━━━ ТЕКСТ СТРАНИЦЫ ━━━

И уже в этих строках, написанных задолго до трагических событий 14 декабря, мы ощущаем ту легкую грусть, к которой позднее прибавятся горестная печаль и тяжкие разочарования.
Вторично мы видим Пушкина в Михайловском уже кумиром новой России, поэтом, чье имя было на устах не только столичной молодежи, но и всех, кто болел за судьбы отечественной культуры в самых отдаленных уголках огромной, готовящейся к социальным потрясениям страны.
Он прожил большую жизнь между первым и вторым приездом в Михайловское. Он стал знаменитым, он стал гонимым. И ко времени ссылки в Михайловское сравнялся уже с поэтами несравненными, всемирно известными, однако по значению для своей родины уступавшими ему.
Казалось, что мог бы он еще испытать, достигнув таких вершин, такого духовного напряжения? Он бросил вызов «милорду Уоронцову». Он пренебрег карьерой, гневом царя, в каждый день своего пребывания на юге оставаясь самим собой. Заставить его жить не так, как он хотел, было невозможно. Это бесило недругов, которые не могли вынести его свободной человеческой простоты, его острого языка, политических выпадов, его всеохватывающей и всепроникающей мысли. И отторгнутый ими изгнанник приезжает в Михайловское, не уступив своим врагам ни пяди завоеванного, в ореоле поэтической славы, скорее им осознаваемой внутренне, подспудно. Он приезжает уставшим от бедности и скитаний, но не утратившим мужества, приезжает зрелым, готовым к борьбе. Нет, он не ожесточился. Его душа не угасла, не потеряла способности верить, надеяться, любить.
Михайловское окутало его тишиной, неоглядными далями, туманными влажными рассветами, непроницаемыми ночами и дрожащим сиянием луны, что висит тут прямо над подоконником. Он пишет с неистовой страстью, пишет много и разное, пишет вещи бесценные. Он продолжает начатое в Кишеневе, Одессе; и одиночество, непереносимое для других, отступает перед ним и даже делается порой источником веселья, неотделимого, правда, от грусти и тоски.
И вместе с тем:
Вот пример, когда противоречивые чувства сливаются в драгоценный поэтический сплав, который поистине можно назвать «михайловским».

━━━ ДАННЫЕ ДЛЯ ЗАДАЧИ ━━━

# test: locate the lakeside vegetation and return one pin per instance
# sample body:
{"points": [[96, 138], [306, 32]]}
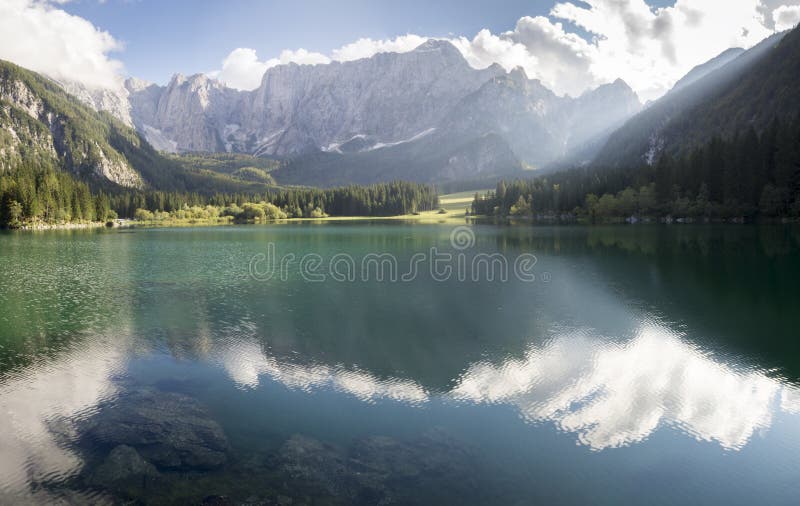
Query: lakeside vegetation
{"points": [[43, 195], [746, 177]]}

━━━

• ЗАДАЧА 1
Выведите дословно все строки из раздела «Данные для задачи», опустив изображения.
• ЗАДАЧА 2
Подхватите текст о Пушкине в Михайловском и продолжите его, начав сразу после последней приведенной фразы.

• ОТВЕТ К ЗАДАЧЕ 1
# test: locate the lakeside vegetation and return one pin per instance
# sample body:
{"points": [[96, 138], [306, 32]]}
Query: lakeside vegetation
{"points": [[43, 195], [746, 177]]}

• ОТВЕТ К ЗАДАЧЕ 2
Да и разве один был он здесь? Нет. Он наслаждался природой, изучал нравы онегинских соседей, засиживался в тригорской библиотеке, наблюдал быт крестьян и монахов, ходил по святогорским ярмаркам, прислушивался к милому его сердцу говорку Арины Родионовны… Нет, он был здесь не один, а просто наедине с собой. И этот поразительный взлет — ведь здесь он создал своего Бориса, Бориса, который вывел его на простор общественного служения и высокого историзма, — этот торжествующий пушкинский взлет позволил ему совладать с тем состоянием, которое могло бы надломить другой, менее мощный дух. Бесконечными зимними вечерами одиночество бежало от него еще и потому, что он знал: о нем думают, его помнят. «Никто из писателей русских не поворачивал так каменными сердцами нашими, как ты», — пишет «великому Пушкину» в михайловскую глушь его «Дельвиг милый». «…По данному мне полномочию предлагаю тебе первое место на русском Парнасе», — летят к нему в ноябре того ясе 1824 года горделивые слова Жуковского. «Ты около Пскова: там задушены последние вспышки русской свободы… — и неужели Пушкин оставит эту землю без поэмы?» — требовательно вопрошал Рылеев.
Их было всего двое, навестивших его здесь. Иван Иванович Пущин, совесть русской интеллигенции, совесть декабризма, провел в Михайловском счастливые часы, внимая голосу друга, читавшего отрывки новых пьес, диктовавшего начало «Цыган» для «Полярной звезды». И беспредельная доброта, душевное благородство и ум Антона Антоновича Дельвига озарили на миг деревенскую келью поэта. Их было всего двое. Но каждое из этих посещений — эпоха!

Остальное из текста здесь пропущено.